### [Goal of the exercise]
Retype exactly the stretch of lines that begins at the line containing "Task: pick out every instance of the side" and ends at the last line of the data, with no other lines.

-- START Data supplied --

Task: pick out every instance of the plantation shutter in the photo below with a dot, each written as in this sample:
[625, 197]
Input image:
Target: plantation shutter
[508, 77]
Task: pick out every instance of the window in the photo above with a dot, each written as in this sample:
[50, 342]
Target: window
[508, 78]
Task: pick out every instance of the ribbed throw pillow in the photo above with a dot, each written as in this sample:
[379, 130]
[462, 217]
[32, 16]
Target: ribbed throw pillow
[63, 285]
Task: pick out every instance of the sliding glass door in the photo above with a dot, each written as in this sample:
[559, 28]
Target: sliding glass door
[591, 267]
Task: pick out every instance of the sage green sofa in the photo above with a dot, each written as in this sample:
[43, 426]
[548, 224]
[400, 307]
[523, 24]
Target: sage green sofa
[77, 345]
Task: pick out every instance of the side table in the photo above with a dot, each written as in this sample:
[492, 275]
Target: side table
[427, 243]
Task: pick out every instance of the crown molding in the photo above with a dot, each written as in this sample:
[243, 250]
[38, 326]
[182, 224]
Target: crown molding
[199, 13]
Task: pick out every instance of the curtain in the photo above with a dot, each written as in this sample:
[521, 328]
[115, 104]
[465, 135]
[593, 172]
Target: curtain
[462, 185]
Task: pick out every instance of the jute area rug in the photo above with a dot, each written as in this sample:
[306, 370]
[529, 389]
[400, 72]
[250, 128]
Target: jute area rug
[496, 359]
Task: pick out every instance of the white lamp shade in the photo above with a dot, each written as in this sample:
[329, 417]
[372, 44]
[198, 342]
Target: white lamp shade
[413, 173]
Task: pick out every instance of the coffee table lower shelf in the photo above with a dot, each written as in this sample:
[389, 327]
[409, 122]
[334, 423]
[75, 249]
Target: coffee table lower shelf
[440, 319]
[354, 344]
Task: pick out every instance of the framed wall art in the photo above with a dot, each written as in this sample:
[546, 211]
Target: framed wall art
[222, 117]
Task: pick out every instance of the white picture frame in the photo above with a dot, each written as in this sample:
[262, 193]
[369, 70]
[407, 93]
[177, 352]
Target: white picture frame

-- END Data supplied --

### [Solved problem]
Task: pick out every instance of the side table in the photo above with a dot, each written as in this sample:
[492, 275]
Target: side table
[427, 243]
Task: pick out every instance of the crown molding in the photo above with a dot, each written as in this sample:
[243, 250]
[38, 326]
[182, 224]
Target: crown molding
[199, 13]
Task: pick out every instance of the curtain in the photo above with a dot, each written as in this sample:
[521, 328]
[115, 104]
[465, 135]
[593, 172]
Target: curtain
[462, 185]
Task: pick out every instance of the jute area rug in the photo above with a dot, each written as in this sample:
[306, 370]
[529, 389]
[400, 72]
[250, 128]
Target: jute area rug
[496, 359]
Task: pick out every instance of the white lamp shade in the photo above with a dot, each written as in this sample:
[329, 417]
[372, 44]
[198, 342]
Target: white lamp shade
[413, 173]
Task: pick out every instance of the coffee table lower shelf in the photo above with a dot, each written as in this sample:
[389, 327]
[409, 122]
[334, 423]
[75, 249]
Target: coffee table lower shelf
[440, 319]
[354, 344]
Task: pick out every instance of the framed wall art in the photo above with a dot, each written as in this sample:
[546, 211]
Target: framed wall art
[222, 117]
Task: pick out every instance of the white picture frame in the photo above with a dot, each written as in this sample:
[262, 193]
[369, 70]
[407, 93]
[177, 352]
Target: white picture frame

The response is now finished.